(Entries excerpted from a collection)
※ ※ ※

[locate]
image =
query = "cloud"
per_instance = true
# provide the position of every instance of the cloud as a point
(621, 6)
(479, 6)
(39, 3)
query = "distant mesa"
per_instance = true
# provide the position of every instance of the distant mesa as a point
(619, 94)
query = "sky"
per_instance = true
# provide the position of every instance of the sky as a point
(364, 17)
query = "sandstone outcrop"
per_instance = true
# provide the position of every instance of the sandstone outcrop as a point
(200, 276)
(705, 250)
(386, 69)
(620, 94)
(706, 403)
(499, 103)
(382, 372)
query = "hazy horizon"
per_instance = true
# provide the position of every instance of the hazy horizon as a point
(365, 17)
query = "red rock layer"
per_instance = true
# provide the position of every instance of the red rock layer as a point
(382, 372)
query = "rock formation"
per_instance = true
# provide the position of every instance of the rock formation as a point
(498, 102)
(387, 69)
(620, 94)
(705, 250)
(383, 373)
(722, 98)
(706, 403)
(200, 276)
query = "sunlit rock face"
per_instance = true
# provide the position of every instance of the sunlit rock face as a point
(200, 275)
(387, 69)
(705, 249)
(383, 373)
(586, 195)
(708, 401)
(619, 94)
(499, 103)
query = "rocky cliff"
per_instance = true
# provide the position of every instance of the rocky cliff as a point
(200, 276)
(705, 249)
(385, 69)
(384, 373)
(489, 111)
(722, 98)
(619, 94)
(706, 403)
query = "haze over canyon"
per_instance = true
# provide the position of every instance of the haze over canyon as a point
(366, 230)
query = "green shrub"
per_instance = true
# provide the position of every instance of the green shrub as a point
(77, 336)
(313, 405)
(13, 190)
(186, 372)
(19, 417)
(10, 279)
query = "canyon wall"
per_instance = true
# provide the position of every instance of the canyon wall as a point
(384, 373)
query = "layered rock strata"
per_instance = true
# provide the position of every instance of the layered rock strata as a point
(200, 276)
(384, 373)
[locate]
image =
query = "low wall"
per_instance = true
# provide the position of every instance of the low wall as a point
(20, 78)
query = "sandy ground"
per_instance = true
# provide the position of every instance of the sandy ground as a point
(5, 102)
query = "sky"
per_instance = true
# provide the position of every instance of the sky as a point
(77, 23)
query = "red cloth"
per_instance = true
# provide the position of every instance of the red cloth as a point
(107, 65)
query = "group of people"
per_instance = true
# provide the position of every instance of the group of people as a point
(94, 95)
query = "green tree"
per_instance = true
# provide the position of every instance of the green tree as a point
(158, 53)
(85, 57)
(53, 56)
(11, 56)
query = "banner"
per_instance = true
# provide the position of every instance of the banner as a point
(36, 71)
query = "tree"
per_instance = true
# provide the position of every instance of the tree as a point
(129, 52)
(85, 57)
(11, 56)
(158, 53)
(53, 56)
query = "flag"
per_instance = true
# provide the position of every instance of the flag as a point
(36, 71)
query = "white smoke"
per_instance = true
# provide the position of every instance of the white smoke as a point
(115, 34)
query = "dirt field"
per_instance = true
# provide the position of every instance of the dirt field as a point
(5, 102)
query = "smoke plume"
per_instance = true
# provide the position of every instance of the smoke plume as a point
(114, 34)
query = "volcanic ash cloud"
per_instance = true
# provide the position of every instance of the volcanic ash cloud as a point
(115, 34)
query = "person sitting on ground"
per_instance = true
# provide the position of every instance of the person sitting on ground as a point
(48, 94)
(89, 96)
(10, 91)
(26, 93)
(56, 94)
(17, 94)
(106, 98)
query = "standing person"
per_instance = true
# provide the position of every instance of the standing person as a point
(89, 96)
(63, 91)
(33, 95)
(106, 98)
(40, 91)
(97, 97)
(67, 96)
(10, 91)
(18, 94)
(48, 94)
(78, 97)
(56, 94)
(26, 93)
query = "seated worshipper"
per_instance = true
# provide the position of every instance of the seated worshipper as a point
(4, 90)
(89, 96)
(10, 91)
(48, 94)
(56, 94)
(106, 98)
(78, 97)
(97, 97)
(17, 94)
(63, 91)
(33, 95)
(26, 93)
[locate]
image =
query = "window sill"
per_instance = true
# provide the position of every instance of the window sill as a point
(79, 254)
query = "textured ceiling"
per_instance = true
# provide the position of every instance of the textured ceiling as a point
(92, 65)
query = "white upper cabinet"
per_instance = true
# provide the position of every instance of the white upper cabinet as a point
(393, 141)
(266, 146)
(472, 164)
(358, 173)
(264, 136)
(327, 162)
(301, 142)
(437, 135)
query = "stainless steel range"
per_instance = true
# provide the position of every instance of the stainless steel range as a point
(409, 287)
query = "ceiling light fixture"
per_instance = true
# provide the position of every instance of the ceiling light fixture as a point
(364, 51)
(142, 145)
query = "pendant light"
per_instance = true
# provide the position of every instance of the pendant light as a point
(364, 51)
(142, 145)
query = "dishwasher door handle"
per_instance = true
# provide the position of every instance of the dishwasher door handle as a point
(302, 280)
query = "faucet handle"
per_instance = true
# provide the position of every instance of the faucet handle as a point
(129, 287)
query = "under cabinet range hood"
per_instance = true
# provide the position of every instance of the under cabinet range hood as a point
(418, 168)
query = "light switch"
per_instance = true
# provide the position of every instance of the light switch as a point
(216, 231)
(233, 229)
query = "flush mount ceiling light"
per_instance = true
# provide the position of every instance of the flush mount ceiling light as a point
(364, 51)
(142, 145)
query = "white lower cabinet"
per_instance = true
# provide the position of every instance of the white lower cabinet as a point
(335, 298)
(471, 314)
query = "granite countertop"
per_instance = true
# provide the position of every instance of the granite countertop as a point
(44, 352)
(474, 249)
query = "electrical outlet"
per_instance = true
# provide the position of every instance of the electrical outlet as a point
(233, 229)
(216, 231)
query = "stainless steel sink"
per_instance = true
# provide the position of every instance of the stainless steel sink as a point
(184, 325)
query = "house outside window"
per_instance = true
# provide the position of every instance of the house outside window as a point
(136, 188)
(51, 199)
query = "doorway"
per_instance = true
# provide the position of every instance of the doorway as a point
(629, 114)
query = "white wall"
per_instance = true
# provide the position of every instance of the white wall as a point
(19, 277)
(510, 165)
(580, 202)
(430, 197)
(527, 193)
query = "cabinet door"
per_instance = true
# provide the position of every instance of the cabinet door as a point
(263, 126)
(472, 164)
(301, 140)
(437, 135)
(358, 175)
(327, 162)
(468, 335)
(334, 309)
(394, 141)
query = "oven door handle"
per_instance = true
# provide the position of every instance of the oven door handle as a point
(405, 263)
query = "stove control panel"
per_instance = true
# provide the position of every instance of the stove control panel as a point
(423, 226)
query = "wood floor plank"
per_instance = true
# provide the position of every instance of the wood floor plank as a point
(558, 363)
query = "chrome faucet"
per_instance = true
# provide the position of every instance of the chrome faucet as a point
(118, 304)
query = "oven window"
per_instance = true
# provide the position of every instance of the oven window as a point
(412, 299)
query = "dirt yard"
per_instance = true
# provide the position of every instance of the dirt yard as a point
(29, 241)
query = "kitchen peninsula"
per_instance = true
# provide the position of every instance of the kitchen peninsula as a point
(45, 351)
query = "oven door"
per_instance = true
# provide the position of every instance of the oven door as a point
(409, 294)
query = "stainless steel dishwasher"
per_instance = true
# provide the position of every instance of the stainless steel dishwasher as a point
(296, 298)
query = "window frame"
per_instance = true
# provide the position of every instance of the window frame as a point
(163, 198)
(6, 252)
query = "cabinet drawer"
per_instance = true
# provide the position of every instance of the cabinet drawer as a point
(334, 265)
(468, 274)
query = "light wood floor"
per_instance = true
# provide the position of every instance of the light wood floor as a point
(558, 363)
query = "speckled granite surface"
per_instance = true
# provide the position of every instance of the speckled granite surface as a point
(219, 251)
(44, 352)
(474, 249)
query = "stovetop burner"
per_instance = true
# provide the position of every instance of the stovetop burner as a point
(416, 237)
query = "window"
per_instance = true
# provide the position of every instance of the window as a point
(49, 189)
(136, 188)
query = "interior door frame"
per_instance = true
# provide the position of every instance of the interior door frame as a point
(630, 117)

※ ※ ※

[TASK DETAILS] Show every line of the entries above that contains the word "electrical", matching case exactly.

[RESULT BELOW]
query = "electrical outlet"
# provide the position of every instance of the electrical outlet as a point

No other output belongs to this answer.